■ **Exercise brief**
Find how many lines of the listing include the string "drooping", and report only that figure.

■ **Supplied information**
== Segment start ==
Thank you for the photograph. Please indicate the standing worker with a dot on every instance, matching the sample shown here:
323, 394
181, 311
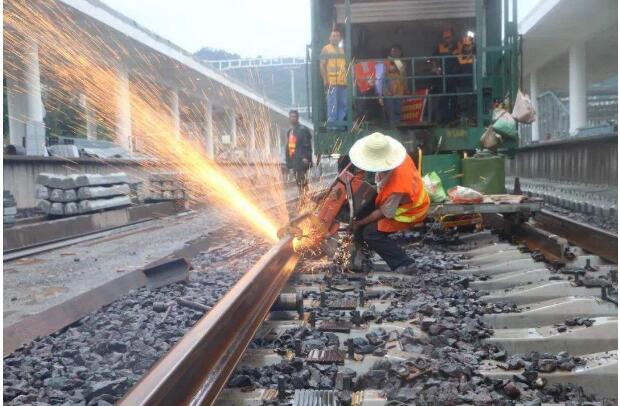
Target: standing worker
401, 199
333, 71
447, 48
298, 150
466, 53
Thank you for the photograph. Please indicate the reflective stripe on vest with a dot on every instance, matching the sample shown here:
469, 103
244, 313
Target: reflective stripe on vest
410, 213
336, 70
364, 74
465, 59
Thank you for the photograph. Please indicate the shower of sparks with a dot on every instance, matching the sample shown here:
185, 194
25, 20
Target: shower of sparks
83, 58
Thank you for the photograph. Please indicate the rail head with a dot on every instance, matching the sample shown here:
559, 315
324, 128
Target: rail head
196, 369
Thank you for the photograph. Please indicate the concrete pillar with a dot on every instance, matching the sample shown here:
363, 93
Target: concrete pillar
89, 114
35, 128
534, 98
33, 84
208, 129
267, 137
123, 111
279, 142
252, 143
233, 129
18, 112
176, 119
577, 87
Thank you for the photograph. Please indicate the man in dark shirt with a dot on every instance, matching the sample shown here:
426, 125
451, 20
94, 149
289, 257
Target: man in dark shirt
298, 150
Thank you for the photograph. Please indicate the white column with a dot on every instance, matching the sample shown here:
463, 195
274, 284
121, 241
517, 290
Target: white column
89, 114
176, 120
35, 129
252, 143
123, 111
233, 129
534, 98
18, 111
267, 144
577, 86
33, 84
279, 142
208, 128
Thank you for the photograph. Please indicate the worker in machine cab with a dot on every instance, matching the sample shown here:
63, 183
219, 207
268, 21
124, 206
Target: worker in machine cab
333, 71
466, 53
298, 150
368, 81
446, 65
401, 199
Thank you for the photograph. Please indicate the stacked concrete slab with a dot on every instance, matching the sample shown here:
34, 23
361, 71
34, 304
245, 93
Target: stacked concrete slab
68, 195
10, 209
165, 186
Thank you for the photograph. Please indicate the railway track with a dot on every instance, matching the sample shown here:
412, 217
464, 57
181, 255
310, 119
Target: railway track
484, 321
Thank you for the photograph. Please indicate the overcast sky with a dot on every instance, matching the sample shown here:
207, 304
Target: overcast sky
== Segment end ==
== Segment start ==
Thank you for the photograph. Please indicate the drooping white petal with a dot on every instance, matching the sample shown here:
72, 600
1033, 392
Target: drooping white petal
== Segment end ==
== Segment start ==
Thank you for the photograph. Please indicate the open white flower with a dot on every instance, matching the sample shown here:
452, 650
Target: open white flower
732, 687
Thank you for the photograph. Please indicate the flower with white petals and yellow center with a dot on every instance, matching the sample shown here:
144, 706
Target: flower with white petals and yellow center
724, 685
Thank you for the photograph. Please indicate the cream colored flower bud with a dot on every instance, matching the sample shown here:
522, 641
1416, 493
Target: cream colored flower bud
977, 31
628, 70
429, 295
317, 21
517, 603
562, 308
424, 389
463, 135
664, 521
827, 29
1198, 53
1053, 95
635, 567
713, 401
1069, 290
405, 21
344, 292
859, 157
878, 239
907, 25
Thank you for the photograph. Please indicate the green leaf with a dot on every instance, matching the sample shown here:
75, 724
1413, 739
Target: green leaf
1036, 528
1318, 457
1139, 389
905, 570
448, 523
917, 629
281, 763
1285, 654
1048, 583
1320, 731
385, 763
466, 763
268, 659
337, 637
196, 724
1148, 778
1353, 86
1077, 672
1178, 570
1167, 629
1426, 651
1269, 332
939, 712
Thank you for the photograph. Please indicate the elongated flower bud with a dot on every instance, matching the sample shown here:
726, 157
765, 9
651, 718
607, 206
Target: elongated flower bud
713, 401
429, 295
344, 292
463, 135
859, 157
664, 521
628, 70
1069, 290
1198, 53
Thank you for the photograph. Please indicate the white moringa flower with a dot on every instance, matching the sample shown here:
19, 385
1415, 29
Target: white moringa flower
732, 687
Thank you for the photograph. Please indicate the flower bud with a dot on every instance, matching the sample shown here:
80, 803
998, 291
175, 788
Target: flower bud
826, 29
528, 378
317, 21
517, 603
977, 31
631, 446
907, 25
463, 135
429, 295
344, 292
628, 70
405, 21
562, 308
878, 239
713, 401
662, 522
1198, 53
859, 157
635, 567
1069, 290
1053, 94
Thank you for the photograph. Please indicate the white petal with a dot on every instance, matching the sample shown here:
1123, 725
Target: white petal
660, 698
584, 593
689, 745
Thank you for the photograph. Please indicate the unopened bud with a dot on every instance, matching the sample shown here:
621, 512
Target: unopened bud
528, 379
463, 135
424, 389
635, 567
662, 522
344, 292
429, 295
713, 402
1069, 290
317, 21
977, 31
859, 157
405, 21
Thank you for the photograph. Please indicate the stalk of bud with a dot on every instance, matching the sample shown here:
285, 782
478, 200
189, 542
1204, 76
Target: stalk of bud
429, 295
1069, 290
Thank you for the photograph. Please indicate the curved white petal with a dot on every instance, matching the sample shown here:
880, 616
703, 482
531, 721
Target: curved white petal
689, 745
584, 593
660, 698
== Segment end ==
■ **Response to this exercise**
2